Filter the data below and copy each line that contains the string "rock", treating uppercase and lowercase letters as different.
###
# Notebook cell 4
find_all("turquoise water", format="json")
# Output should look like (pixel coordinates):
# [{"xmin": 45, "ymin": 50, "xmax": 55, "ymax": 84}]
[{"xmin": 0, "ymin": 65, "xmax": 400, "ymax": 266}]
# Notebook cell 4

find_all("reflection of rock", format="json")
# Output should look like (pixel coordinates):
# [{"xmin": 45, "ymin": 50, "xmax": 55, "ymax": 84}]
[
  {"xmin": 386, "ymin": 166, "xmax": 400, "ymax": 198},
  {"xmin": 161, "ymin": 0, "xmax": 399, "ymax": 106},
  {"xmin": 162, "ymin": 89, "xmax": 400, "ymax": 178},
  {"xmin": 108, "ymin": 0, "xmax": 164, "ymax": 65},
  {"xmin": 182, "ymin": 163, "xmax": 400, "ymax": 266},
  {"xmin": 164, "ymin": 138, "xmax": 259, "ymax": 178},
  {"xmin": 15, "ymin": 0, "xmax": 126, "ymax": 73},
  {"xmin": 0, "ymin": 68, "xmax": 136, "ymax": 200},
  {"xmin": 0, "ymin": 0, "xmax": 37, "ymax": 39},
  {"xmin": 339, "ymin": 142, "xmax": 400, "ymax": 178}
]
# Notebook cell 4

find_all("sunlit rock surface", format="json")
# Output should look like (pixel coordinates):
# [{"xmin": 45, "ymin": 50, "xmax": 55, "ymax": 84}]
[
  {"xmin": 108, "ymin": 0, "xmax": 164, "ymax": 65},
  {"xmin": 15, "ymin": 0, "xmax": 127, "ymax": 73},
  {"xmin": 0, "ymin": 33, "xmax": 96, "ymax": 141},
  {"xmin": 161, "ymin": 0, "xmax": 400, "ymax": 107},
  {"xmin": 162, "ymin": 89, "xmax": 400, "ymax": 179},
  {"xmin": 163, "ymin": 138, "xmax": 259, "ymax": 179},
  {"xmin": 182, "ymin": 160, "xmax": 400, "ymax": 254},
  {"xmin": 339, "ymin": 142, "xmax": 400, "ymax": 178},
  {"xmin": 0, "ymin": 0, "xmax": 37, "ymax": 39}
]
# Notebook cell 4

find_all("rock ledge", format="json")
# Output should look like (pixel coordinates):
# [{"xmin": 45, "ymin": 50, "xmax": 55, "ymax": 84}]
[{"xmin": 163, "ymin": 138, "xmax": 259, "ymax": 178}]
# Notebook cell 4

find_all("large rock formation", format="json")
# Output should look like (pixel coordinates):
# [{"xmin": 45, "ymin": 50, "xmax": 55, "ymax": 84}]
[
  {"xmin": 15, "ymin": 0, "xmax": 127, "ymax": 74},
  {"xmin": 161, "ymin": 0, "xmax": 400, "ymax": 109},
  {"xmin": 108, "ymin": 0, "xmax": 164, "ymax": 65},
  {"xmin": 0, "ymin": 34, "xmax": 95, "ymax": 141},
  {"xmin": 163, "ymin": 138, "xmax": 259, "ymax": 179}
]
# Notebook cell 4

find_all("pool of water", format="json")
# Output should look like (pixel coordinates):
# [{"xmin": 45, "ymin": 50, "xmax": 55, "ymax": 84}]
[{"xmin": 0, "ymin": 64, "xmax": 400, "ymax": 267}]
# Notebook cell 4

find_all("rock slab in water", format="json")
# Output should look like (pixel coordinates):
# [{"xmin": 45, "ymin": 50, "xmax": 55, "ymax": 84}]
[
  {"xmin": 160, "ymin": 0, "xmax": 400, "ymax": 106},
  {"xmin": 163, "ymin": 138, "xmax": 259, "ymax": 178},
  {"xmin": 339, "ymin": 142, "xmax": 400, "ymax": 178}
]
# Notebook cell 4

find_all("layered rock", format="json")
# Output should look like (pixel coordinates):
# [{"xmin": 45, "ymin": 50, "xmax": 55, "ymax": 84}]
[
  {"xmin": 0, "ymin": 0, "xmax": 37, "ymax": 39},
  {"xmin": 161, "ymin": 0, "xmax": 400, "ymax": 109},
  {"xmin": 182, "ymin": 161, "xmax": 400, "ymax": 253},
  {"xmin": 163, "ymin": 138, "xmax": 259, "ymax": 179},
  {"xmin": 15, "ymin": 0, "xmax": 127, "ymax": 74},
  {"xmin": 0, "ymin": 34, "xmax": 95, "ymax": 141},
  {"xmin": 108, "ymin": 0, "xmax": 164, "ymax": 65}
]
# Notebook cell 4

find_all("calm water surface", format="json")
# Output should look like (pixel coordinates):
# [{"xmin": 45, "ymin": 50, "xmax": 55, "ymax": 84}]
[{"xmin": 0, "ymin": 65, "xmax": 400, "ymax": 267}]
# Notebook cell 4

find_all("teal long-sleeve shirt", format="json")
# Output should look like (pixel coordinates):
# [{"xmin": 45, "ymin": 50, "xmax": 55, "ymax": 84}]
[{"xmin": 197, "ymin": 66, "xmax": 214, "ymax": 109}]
###
# [TASK SOLUTION]
find_all("reflection of rock", format="json")
find_all("sunlit rock surface", format="json")
find_all("rock ledge", format="json")
find_all("large rock formation", format="json")
find_all("rock slab in water", format="json")
find_all("layered rock", format="json")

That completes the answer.